**Task requirements:** Copy out all the entries exactly.

>> BEGIN Extracted information

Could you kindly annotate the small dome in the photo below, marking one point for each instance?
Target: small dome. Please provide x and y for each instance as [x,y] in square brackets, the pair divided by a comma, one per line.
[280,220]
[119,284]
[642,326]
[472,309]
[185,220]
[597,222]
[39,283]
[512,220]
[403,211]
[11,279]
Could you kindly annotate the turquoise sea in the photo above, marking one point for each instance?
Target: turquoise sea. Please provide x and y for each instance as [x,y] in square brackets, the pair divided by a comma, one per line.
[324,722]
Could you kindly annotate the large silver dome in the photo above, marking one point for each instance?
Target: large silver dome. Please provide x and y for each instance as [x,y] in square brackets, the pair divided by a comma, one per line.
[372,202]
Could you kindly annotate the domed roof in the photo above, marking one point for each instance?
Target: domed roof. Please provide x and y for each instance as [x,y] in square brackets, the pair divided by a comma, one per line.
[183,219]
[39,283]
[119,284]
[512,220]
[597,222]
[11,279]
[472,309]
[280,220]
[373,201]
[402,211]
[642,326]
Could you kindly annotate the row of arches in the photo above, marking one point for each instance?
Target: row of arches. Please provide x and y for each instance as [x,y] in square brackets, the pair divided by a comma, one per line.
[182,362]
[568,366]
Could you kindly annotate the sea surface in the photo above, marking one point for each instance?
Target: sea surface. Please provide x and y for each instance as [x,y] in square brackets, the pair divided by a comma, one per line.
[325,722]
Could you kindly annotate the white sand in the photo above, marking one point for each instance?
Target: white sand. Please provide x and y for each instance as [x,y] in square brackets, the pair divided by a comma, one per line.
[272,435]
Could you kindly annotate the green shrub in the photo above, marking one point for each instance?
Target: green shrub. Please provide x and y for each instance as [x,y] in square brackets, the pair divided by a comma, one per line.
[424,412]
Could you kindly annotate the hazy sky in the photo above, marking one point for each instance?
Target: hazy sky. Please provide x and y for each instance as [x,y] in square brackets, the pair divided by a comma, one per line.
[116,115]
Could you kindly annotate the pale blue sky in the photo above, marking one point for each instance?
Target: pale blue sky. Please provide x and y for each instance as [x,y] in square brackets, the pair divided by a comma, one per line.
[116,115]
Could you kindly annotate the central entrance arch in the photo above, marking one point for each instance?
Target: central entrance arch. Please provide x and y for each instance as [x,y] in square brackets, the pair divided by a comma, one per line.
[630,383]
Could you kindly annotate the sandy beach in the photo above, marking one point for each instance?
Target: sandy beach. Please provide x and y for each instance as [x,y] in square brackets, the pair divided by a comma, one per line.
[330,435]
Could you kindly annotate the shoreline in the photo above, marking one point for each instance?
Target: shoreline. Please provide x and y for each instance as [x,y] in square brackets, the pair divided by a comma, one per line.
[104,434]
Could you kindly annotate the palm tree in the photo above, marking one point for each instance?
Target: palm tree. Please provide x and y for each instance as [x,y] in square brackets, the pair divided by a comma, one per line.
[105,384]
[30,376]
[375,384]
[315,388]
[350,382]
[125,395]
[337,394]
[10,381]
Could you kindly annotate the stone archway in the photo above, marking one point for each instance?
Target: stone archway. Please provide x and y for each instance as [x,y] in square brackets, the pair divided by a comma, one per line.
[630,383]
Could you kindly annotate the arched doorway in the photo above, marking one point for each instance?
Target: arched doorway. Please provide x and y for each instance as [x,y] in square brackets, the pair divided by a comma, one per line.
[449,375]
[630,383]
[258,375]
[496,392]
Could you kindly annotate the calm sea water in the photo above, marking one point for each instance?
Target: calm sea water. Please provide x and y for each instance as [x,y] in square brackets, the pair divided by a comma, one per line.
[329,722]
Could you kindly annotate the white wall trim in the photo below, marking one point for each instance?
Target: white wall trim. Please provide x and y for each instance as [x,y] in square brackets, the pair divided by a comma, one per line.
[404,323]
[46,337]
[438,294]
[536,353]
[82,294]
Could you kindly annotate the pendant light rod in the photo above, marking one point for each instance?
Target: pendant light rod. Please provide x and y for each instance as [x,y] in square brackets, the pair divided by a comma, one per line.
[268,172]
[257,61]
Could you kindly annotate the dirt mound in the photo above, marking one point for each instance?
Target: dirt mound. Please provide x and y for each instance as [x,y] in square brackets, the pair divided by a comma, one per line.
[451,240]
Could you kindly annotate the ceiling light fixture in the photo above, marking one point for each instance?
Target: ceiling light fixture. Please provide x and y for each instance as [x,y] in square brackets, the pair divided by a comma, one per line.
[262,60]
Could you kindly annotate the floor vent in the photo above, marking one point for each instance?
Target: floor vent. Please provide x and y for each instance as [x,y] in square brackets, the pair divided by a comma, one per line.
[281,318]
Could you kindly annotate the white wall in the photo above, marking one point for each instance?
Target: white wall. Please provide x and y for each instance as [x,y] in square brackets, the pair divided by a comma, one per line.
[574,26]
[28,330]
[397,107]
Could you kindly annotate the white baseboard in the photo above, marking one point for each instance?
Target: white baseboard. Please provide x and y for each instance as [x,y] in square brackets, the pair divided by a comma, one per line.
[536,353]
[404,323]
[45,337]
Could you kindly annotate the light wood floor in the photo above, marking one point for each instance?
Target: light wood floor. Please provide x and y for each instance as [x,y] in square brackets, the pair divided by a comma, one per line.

>> END Extracted information

**Exercise response:**
Could you kindly annotate the small dome in the photo below, marking one point for each instance?
Target: small dome. Please provide x and y for each instance as [x,y] in square brackets, the pair divided by a comma, one per line.
[280,220]
[119,284]
[642,326]
[472,309]
[185,220]
[597,222]
[39,283]
[512,220]
[403,211]
[11,279]
Could you kindly annotate the turquoise sea in the photo above, marking one point for each instance?
Target: turquoise sea. Please provide x and y for each instance as [x,y] in square brackets, the pair divided by a comma, one per line.
[324,722]
Could you kindly annotate the large silver dome in the photo above, marking one point for each instance?
Target: large silver dome. Please provide x and y for each instance as [x,y] in square brackets, the pair divided by a comma, one per line.
[372,202]
Could you kindly annotate the domed roof in the photo above, marking one point for each instance?
Target: domed roof. Please provide x and y for each instance as [x,y] in square brackets, the pair divided by a comma, one per line.
[183,219]
[39,283]
[119,284]
[512,220]
[597,222]
[11,279]
[472,309]
[280,220]
[373,201]
[402,211]
[642,326]
Could you kindly annotate the row of arches in the photo above, marking one point for each instance?
Target: row of arches. Please provide x and y for each instance as [x,y] in square brackets, the pair divided by a comma, one per line.
[182,362]
[568,366]
Could you kindly annotate the sea surface in the photo above, marking one point for each instance?
Target: sea surface. Please provide x and y for each instance as [x,y] in square brackets, the pair divided by a comma, one per line.
[325,722]
Could you kindly annotate the white sand in the photo above, marking one point for each instance?
Target: white sand. Please provide x and y for each instance as [x,y] in square brackets, the pair divided by a comma, one per line.
[272,435]
Could you kindly annotate the green shrub in the photo above, marking one point for each instance?
Target: green shrub. Please provide x and y for each instance as [x,y] in square brackets, the pair divided by a comma, one per line.
[424,412]
Could you kindly annotate the hazy sky in the photo above, marking one point for each instance?
Target: hazy sky. Please provide x and y for each instance as [x,y] in square brackets, the pair divided by a comma, one per line.
[116,115]
Could you kindly annotate the pale blue sky in the photo above, marking one point for each instance?
Target: pale blue sky. Please provide x and y for each instance as [x,y] in square brackets, the pair divided by a comma, one per line.
[116,115]
Could you kindly annotate the central entrance arch in the photo above, marking one point for each instance?
Target: central entrance arch. Please provide x and y for each instance as [x,y] in square brackets, the pair divided by a comma, one per line.
[630,383]
Could you kindly annotate the sandy beach in the photo above, marking one point for each instance?
Target: sandy beach. Please provide x and y for each instance as [x,y] in square brackets, the pair divided by a comma, one per line.
[330,435]
Could you kindly annotate the shoreline in the photo above, marking one point for each instance?
Target: shoreline. Please provide x and y for each instance as [x,y] in square brackets, the pair divided by a comma, one per line.
[104,434]
Could you kindly annotate the palm tree in the photo above, marking one point for each instance?
Target: palm tree. Please provide x and y for each instance as [x,y] in square brackets, the pair divided by a comma, one per line.
[105,384]
[30,376]
[375,384]
[315,388]
[350,382]
[125,395]
[337,394]
[10,381]
Could you kindly annotate the stone archway in the photo above, marking one point for each instance?
Target: stone archway. Please provide x and y for each instance as [x,y] in square brackets, the pair divided by a comma, one per line.
[630,383]
Could you kindly annotate the arched doorway in the photo above, marking one point for each instance?
Target: arched doorway. Please provide x and y for each instance as [x,y] in square brackets, the pair divided by a comma, one per line.
[449,375]
[630,383]
[258,375]
[496,392]
Could you kindly annotate the calm sea water in the photo above, marking one point for each instance?
Target: calm sea water. Please provide x and y for each instance as [x,y] in square brackets, the pair divided by a comma, one per line.
[329,722]
Could you kindly annotate the white wall trim in the photo below, marking one point for each instance?
Target: white wall trim. Please provide x and y for each instance as [x,y] in square brackets, the pair divided by a comma, one per line.
[404,323]
[46,337]
[438,294]
[536,353]
[82,294]
Could you kindly annotate the pendant light rod in the photo above, marking one point for each instance?
Target: pendant light rod. Please provide x and y for each instance as [x,y] in square brackets, the pair divided by a comma, one per line.
[268,172]
[257,61]
Could you kindly annotate the dirt mound in the photo above, marking one point for each instance?
Target: dirt mound. Please provide x and y for each instance as [x,y] in square brackets, the pair divided by a comma, one per line.
[451,240]
Could you kindly annotate the ceiling light fixture in the photo above, marking one point for each instance?
Target: ceiling light fixture. Please provide x and y for each instance as [x,y] in square brackets, the pair divided by a comma, one per line.
[262,60]
Could you kindly annotate the floor vent in the photo above, marking one point for each instance?
Target: floor vent. Please provide x and y for each instance as [x,y] in square brackets, the pair divided by a comma, one per line.
[281,318]
Could you kindly annotate the white wall in the photo above, marking one point for each instance?
Target: white wall. Please provide x and y for each instance as [x,y] in square brackets, the pair divided by a comma, one per line.
[574,26]
[28,330]
[397,107]
Could you kindly annotate the white baseboard in the photo above, marking one point for each instance?
Target: white baseboard. Please provide x and y for each instance as [x,y] in square brackets, the pair divided by a comma, one per line.
[536,353]
[404,323]
[45,337]
Could you kindly annotate the light wood floor in the photo above, marking one point for each instance?
Target: light wood floor. Please provide x and y for each instance as [x,y] in square brackets, the pair divided by a comma, one per line.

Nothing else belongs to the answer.